[EXTRAIT DU TEXTE]
Sont exposées une avocate anonyme, Dana Golan, Hala Abu Shareb, Khulud Khamis, Rola Hamed O’Neil, Tammy Katsabian et Zoie Ha. Et les témoignages de ces sept femmes, traduits en français, sont rassemblés dans le petit livret évoqué ci-dessus.
Photo : Mariposa (cliquer pour agrandir)
Alors, d’accord, cette installation me touche particulièrement aussi parce que j’y ai apporté ma petite contribution. Maya m’avait demandé de l’aider dans la traduction d’un témoignage et d’un passage d’un autre témoignage. C’est dans le témoignage de Khulud Khamis que j’ai découvert le mot ajnabeeya (« étrangère » en arabe) qui m’a habitée pendant longtemps après ma traduction et a donné naissance à mon poème éponyme publié dans mon recueil Métisse. Et alors ? Vous pouvez écouter ce texte actuellement sur mon site ou ici.
Mais contribution ou pas, j’aurais de toute façon été frappée par les mots très forts de ces témoignages. Quelques extraits :
« Ma grand-mère n’en a jamais parlé. Mon grand-père non plus. L’histoire que l’on nous apprend à l’école ne parle que d’un seul point de vue, celui du juif et ne prend jamais en compte le Palestinien. On ne nous présente toujours que cette seule version. »
Avocate anonyme
« Après un certain temps, on a l’impression que la vie des Palestiniens a moins de valeur que la sienne. C’est étrange parce que, d’une certaine façon, on le sait, et on ne culpabilise pas pour autant, pas à 18 ans. On accepte juste cet état de fait, parce qu’il en est ainsi, tout simplement. »
Dana Golan
« Ils ont aussi la sensation que nous sommes étrangers. Je ne sais pas pourquoi. Peut-être parce qu’ils ont une mauvaise vision de l’Islam et qu’ils généralisent. Je n’en connais pas la raison. Mais c’est la réalité, c’est ce que je ressens. Je ne veux pas généraliser car j’ai beaucoup d’amis juifs. J’ai grandi avec eux, et ils nous aident. Je veux dire, on y est confronté tous les jours. Tous les jours. »
Hala Abu Shareb
« Je n’ai pas de langue maternelle. Mon père est Palestinien et ma mère Slovaque. (…)
Quand j’y repense, je me suis toujours considérée comme … en arabe, on dit « ajnabeeya ». « Ajnabeeya » signifie « l’étrangère ». Donc j’étais toujours l’étrangère. »
Khulud Khamis
« J’espère que nous vivrons ensemble. Je crois au Peuple. Je vis avec des juifs et mes meilleurs amis sont juifs. J’apprends beaucoup de leur chutzpah (audace). J’utilise cette chutzpah pour clamer mes droits ! En tant que citoyenne ici, en tant que Palestinienne ici, en tant qu’humaine … »

[ENREGISTREMENTS FOURNIS]
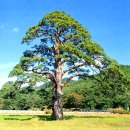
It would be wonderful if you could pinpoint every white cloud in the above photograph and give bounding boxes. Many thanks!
[0,77,16,88]
[0,24,5,29]
[0,63,16,70]
[13,27,19,33]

[CONSIGNE] Reproduisez à l'identique le passage de l'extrait du texte commençant par « Sont exposées une » et se poursuivant jusqu'à « site ou ici. ».

[RÉPONSE RÉDIGÉE]
Sont exposées une avocate anonyme, Dana Golan, Hala Abu Shareb, Khulud Khamis, Rola Hamed O’Neil, Tammy Katsabian et Zoie Ha. Et les témoignages de ces sept femmes, traduits en français, sont rassemblés dans le petit livret évoqué ci-dessus.
Photo : Mariposa (cliquer pour agrandir)
Alors, d’accord, cette installation me touche particulièrement aussi parce que j’y ai apporté ma petite contribution. Maya m’avait demandé de l’aider dans la traduction d’un témoignage et d’un passage d’un autre témoignage. C’est dans le témoignage de Khulud Khamis que j’ai découvert le mot ajnabeeya (« étrangère » en arabe) qui m’a habitée pendant longtemps après ma traduction et a donné naissance à mon poème éponyme publié dans mon recueil Métisse. Et alors ? Vous pouvez écouter ce texte actuellement sur mon site ou ici.